### Texto de lectura
"""
En vísperas de las elecciones nicaragüenses de 1990, un reportero de TVE entrevistó a Tomás Borge, por entonces ministro del Interior del Gobierno nacido de la Revolución sandinista de 1979. Le preguntó qué harían él y los suyos si perdieran las elecciones. Respuesta: «No vamos a perderlas». El periodista insistió: «¿No han dispuesto nada para esa eventualidad?». Contestación del dirigente del FSLN: «No hemos preparado nada para ese supuesto porque no hace falta: es totalmente imposible que se produzca».

Los sandinistas fueron derrotados en las urnas. La coalición de opositores obtuvo el 55% de los votos y ellos desalojaron el Gobierno sin oponer resistencia.

Todo el mundo alabó su buen perder. Pero lo suyo -creo yo- no demostró que supieran perder. Una cosa es encajar con elegancia los reveses y otra saber perder, en sentido estricto. Para saber perder, lo primero que debe hacer uno es contar con que ese riesgo existe, por improbable que parezca. Acto seguido, ha de planificar con todo detalle los pasos que daría, en todos los terrenos, caso de sobrevenirle la desgracia, para minimizar las pérdidas y situarse lo antes posible en condiciones de reemprender el combate.

Tiendo a pensar que Borge fue sincero cuando dijo que no habían tomado en consideración la posibilidad de perder. O no lo hicieron o lo hicieron muy poco y muy mal. De hecho, la derrota dejó al FSLN groggy, abocado a una grave crisis política y moral.

Por aquel entonces, Tomás Borge se declaraba marxista. Pero no creo que eso tenga nada que ver. Ho Chi-minh, que también se decía marxista, actuaba conforme a criterios muy diferentes, si es que no opuestos. El líder vietnamita tenía una divisa fundamental: «Siempre preparados para lo peor».
"""
### Filas de datos
"""
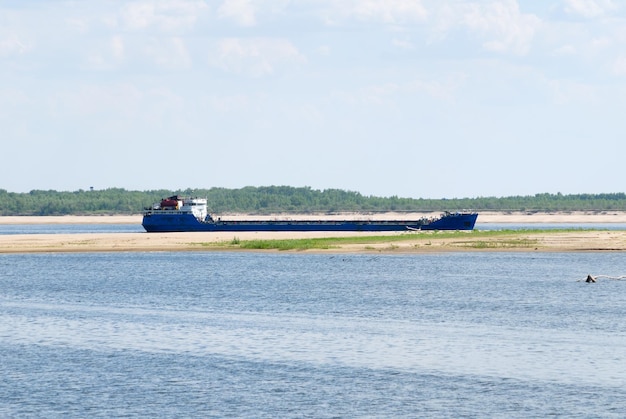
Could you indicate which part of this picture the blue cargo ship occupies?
"""
"""
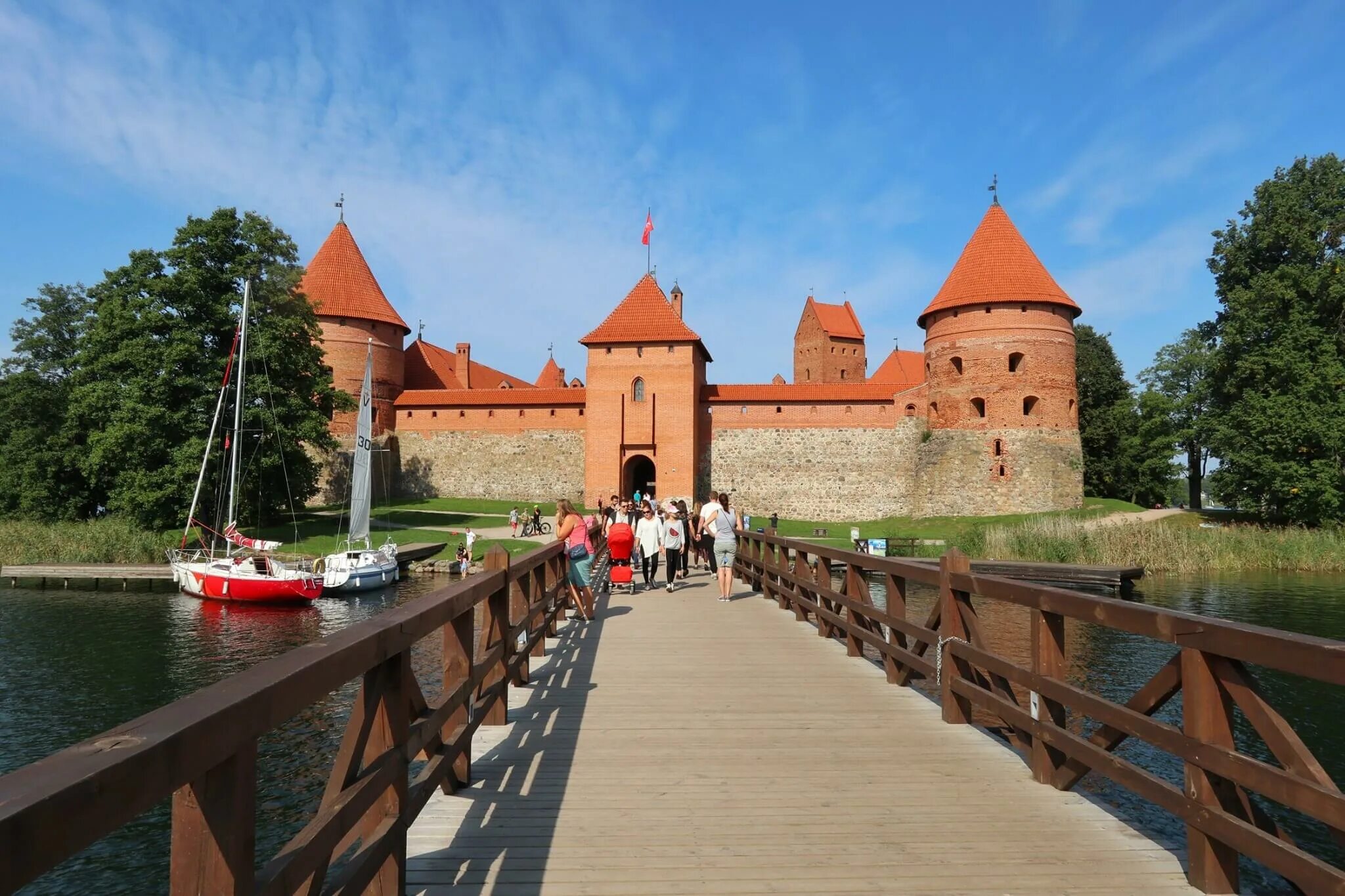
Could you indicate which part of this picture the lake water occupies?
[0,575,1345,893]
"""
"""
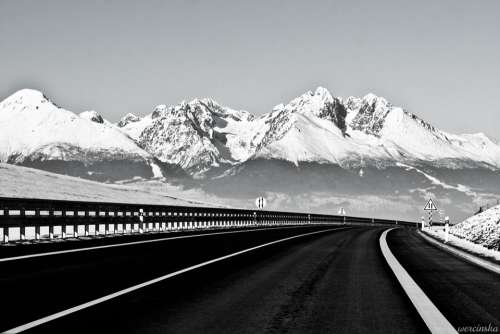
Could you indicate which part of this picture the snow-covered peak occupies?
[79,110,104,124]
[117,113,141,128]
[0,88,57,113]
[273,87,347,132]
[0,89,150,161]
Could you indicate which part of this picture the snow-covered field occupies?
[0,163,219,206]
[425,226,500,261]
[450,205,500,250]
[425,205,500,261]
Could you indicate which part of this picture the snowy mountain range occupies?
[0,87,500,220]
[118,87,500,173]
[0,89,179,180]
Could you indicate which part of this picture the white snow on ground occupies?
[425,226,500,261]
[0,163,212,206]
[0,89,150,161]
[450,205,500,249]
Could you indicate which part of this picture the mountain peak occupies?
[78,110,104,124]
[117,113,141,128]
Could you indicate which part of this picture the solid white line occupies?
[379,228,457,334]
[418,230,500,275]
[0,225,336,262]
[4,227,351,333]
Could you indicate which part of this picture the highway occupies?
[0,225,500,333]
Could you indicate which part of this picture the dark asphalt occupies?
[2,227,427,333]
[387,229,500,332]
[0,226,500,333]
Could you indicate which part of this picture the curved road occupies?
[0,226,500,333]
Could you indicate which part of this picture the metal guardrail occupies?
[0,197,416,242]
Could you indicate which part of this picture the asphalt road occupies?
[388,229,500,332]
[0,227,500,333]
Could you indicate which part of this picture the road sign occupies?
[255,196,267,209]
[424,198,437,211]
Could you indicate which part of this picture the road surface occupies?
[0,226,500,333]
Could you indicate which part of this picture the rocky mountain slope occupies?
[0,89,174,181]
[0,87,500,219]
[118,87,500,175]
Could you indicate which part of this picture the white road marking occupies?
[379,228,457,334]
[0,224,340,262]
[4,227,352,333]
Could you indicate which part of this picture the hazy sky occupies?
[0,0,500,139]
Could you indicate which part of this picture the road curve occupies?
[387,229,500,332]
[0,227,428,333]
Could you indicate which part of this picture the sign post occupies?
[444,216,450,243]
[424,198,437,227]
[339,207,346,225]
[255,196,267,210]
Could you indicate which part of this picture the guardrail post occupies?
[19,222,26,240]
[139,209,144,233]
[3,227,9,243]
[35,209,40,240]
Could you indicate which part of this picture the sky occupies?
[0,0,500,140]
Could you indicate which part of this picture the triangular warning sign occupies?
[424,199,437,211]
"""
### Para trabajar
**A)** En el texto sobre las elecciones nicaragüenses de 1990, todos alabaron el buen perder de los sandinistas. Explica por qué el autor piensa, aun así, que no supieron perder.
**B)** Copia las filas desde la que contiene "Could you indicate which part of this picture the solid" hasta la que contiene "[424,198,437,211]", ambas incluidas, y cambia "metal guardrail" por "steel guardrail" sin tocar nada más.
El texto y las filas no tienen relación entre sí.

### Soluciones resueltas
**A)** Para el autor, saber perder exige dos cosas. Primero, contar con que la derrota puede llegar. Después, planear con detalle qué hacer si llega, para perder lo menos posible y volver cuanto antes al combate. Borge dijo que no habían preparado nada para ese caso, y la derrota dejó al FSLN groggy y metido en una grave crisis política y moral.

**B)**
Could you indicate which part of this picture the solid white line occupies?
[379,228,457,334]
[418,230,500,275]
[0,225,336,262]
[4,227,351,333]
Could you indicate which part of this picture the highway occupies?
[0,225,500,333]
Could you indicate which part of this picture the dark asphalt occupies?
[2,227,427,333]
[387,229,500,332]
[0,226,500,333]
Could you indicate which part of this picture the curved road occupies?
[0,226,500,333]
Could you indicate which part of this picture the steel guardrail occupies?
[0,197,416,242]
Could you indicate which part of this picture the asphalt road occupies?
[388,229,500,332]
[0,227,500,333]
Could you indicate which part of this picture the road sign occupies?
[255,196,267,209]
[424,198,437,211]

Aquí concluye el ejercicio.